Es afortunadamente común hablar de mortalidad infantil, desnutrición y de los abusos que se cometen contra la infancia, y desafortunadamente común soslayar las causas de mortalidad materna que van envueltas en una deprimente mortaja de silencio. La renuencia a discutir del tema es tan elocuente como la hipocresía que lo alimenta. Médicos ignorantes, hombres que van al matrimonio para graduarse en misoginia y una Iglesia convencida que la mujer es como la serpiente y por tanto no debe mostrar las piernas, figuran entre las causas ocultas que anualmente ocasionan la muerte de 600 mil mujeres por problemas ligados al embarazo y el parto.
Se rehúye a la discusión porque la mortalidad materna es un indicador extremadamente sensible de la desigualdad social. Por lo que estas muertes, que a más de no ser como las otras representan la tragedia más desatendida de nuestro tiempo, figuran en el fichero del gran público con la esquiva etiqueta ``problemas de mujeres''.
Reducidas al silencio y al fallecimiento prematuro en medio de las aislantes capas de censura y turbación que aún rodean a los asuntos del sexo, la sangre y el parto, millares de mujeres, pobres en su mayoría, mueren porque la ley dice que en caso de emergencia la vida del niño vale más que la de la madre. Pero nadie ha podido explicar en qué noción del derecho se basa esta ley.
En 1996, UNICEF señala que en el mundo 140 mil mujeres murieron de hemorragias arrojando sangre violentamente en un autobús o en una carreta de bueyes o en una camilla empapada de sangre mientras sus amigos o familiares buscaban ayuda en vano; 75 mil más murieron en el intento de abortar por sí mismas, automedicándose o sometiéndose a violentos masajes. Y otras 50 mil se insertaron objetos punzantes: perchas enderezadas, agujas de tejer, palos afilados a través de la vagina hasta el útero y otros procedimientos.
Las que sobreviven muestran molestias debilitantes, inflamación de la pelvis y manchas sanguinolentas continuas. Y están las que mueren doloridas y solas con el útero perforado, sangrando, atemorizadas y avergonzadas, heridas infectadas y sepsis progresivas. Aproximadamente cerca de 75 mil fallecen por lesiones cerebrales y renales en medio de las convulsiones de la eclamsia, condición que ha sido descrita por una superviviente como ``la peor sensación del mundo que uno pudiera imaginarse''. Cien mil más fallecen de sepsis, suerte de envenamiento de la corriente sanguínea debido a una infección progresiva originada por un útero no curado o partes retenidas de la placenta que producen fiebre, alucinaciones y terribles dolores.

▸ **Aplica lo leído**:
#1 Di si cada frase coincide con el texto sobre la mortalidad materna, con un sí o un no, y copia las palabras del texto que lo deciden. (a) UNICEF informa que en 1996 murieron 140 mil mujeres de hemorragias. (b) Según la ley, en una emergencia vale más la vida de la madre que la del niño. (c) Cien mil mujeres más mueren de sepsis.
#2 Copia tal cual, del texto sobre la mortalidad materna, todo lo que va desde "Las que sobreviven" hasta "y terribles dolores.".
Para trabajar con el texto sobre la mortalidad materna no hace falta el listado.

▸ **Sección de datos**:
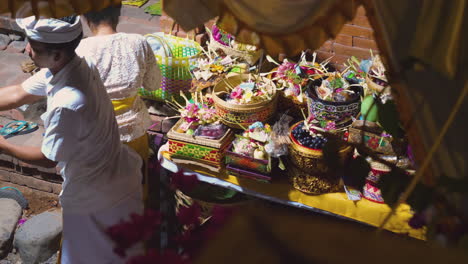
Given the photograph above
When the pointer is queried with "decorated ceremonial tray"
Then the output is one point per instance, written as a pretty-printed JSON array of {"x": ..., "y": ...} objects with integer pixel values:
[{"x": 198, "y": 148}]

▸ **Respuestas**:
#1
(a) Sí: "En 1996, UNICEF señala que en el mundo 140 mil mujeres murieron de hemorragias".
(b) No: "la vida del niño vale más que la de la madre".
(c) Sí: "Cien mil más fallecen de sepsis".

#2
Las que sobreviven muestran molestias debilitantes, inflamación de la pelvis y manchas sanguinolentas continuas. Y están las que mueren doloridas y solas con el útero perforado, sangrando, atemorizadas y avergonzadas, heridas infectadas y sepsis progresivas. Aproximadamente cerca de 75 mil fallecen por lesiones cerebrales y renales en medio de las convulsiones de la eclamsia, condición que ha sido descrita por una superviviente como ``la peor sensación del mundo que uno pudiera imaginarse''. Cien mil más fallecen de sepsis, suerte de envenamiento de la corriente sanguínea debido a una infección progresiva originada por un útero no curado o partes retenidas de la placenta que producen fiebre, alucinaciones y terribles dolores.